== FRAGMENTO MOSTRADO ==

Pasado, presente y futuro

Solamente aquel que construye el futuro tiene derecho a juzgar el pasado. (Friedrich Nietzsche, 1844-1900)


jueves, 5 de enero de 2012

Sentir los problemas (1)

Esta pretende ser la primera entrada de una serie.
Cuando era alumno de bachiller tenía un profesor que siempre nos decía que para resolver un problema había que sentirlo. Y lo afirmaba en el más amplio sentido de la palabra, si se podía, había que degustar, oler, tocar, ver y oír los datos.



Si hacías intervenir a los sentidos, cuantos más mejor, la información recibida era de más calidad, más completa y tu mente se sumergía mejor en el problema y tomabas una mejor conciencia del mismo lo que te permitía resolverlo de forma más eficaz.
Siendo un alumno, ver los datos de un problema, vale, cuadraba. Hacer intervenir al oído no era difícil, te leías el enunciado y ya estaba. Tocar los datos podía hasta ser posible pero los sentidos gusto y olfato siempre quedaban un poco al margen porque en la vida académica era difícil hacerlos intervenir para resolver los problemas planteados.
Con el tiempo fui consciente de que, en muchos aspectos, la vida académica va por un lado y la vida real por otro. Investigar es estar en contacto con la vida real y de ahí que, ahora en la perspectiva del tiempo, le dé la razón a mi profesor, para resolver un problema real hay que hacer intervenir al mayor número de sentidos posibles y en ocasiones los que parecen menos importantes se presentan como cruciales.
CAPÍTULO I: EL GUSTO

Se expone ahora un ejemplo que comienza el primer capítulo de la serie. Se trata de un ejemplo en el que el GUSTO fue providencial para resolver una situación real. Lo que a continuación se relata está publicado en el libro Eurekas y euforia. Cómo entender la ciencia a través de sus anécdotas de Walter Gratzer (Ed. Crítica).

===
== DATOS RECOPILADOS ==

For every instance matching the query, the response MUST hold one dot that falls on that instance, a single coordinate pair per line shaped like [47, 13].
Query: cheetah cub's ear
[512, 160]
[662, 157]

===

INSTRUCCIÓN 1: Duplica la parte del texto sobre sentir los problemas que se abre con las palabras que contienen "Si hacías intervenir" y se cierra con "los problemas planteados.".
INSTRUCCIÓN 2: Completa el tramo siguiente del texto sobre sentir los problemas, a partir de su última frase.
Estos datos proceden de otra fuente.

RESULTADO 1:
Si hacías intervenir a los sentidos, cuantos más mejor, la información recibida era de más calidad, más completa y tu mente se sumergía mejor en el problema y tomabas una mejor conciencia del mismo lo que te permitía resolverlo de forma más eficaz.
Siendo un alumno, ver los datos de un problema, vale, cuadraba. Hacer intervenir al oído no era difícil, te leías el enunciado y ya estaba. Tocar los datos podía hasta ser posible pero los sentidos gusto y olfato siempre quedaban un poco al margen porque en la vida académica era difícil hacerlos intervenir para resolver los problemas planteados.

RESULTADO 2:
LOS BUCKLAND ECHAN POR TIERRA UN MILAGRO
William Buckland (1784-1856) fue el primer ocupante de la Cátedra de Zoología en Oxford y pasó su extraordinaria excentricidad a su hijo Francis, un zoólogo autor de Curiosidades de Historia Natural y durante algunos años inspector de las pesquerías de salmón. Los Buckland hicieron un hábito de comer, con espíritu de curiosidad científica, cualquier animal que se cruzara en su camino. Francis llegó a un acuerdo con el zoológico de Londres para recibir una pieza de cualquier cosa que muriese allí. Los visitantes de la casa de los Buckland, además de sufrir las insinuaciones del burro mascota y otras criaturas que en general no se encuentran en un salón, corrían en riesgo de que se les ofrecieran manjares tales como ratón en croûte o una cabeza de marsopa en lonchas. William mantenía que el asado de topo había sido la cosa más desagradable que había comido hasta que probó los moscardones guisados. Cuando un amigo suyo, el arzobispo de York, le mostró una caja de rapé que contenía el corazón embalsamado de Luis XVI que el prelado había comprado en París en la época de la Revolución, William Buckland manifestó que nunca había comido el corazón de un rey y antes de que se lo pudieran impedir, lo había cogido y se lo había tragado.
Nada en el mundo natural era ajeno a los Buckland. Cuando un clérigo local, que también era naturalista aficionado, llevó con excitación a William Buckland un hueso fosilizado que había desenterrado, William se lo pasó a su hijo de siete años:
- ¿Qué es esto, Frankie?.
- Es una vértebra de ictiosaurio-, contestó el niño sin dudarlo.
La señora Buckland compartía el entusiasmo de la familia. Cuando su marido se despertó una noche diciendo: "Querida, creo que las pisadas del Cheirotherium son indudablemente similares a las de la tortuga”, ella le acompañó inmediatamente escaleras abajo y preparó un poco de pasta de harina en la cocina mientras William recogía una tortuga del jardín; y, de hecho, para su satisfacción, las impresiones en la pasta se mostraron casi idénticas a las huellas del fósil.
Frank Buckland recordaba un momento embarazoso cuando volvía de Inglaterra en una diligencia con un extraño. Ambos dormían. Buckland había recogido algunas babosas rojas en Alemania (no está registrado si era para su cena) y, al despertar, se alarmó al ver una procesión de estas criaturas que hacían su camino majestuoso por la calva de su compañero dormido. Antes que explicarse y disculparse, Buckland creyó prudente dejar la diligencia en la primera parada.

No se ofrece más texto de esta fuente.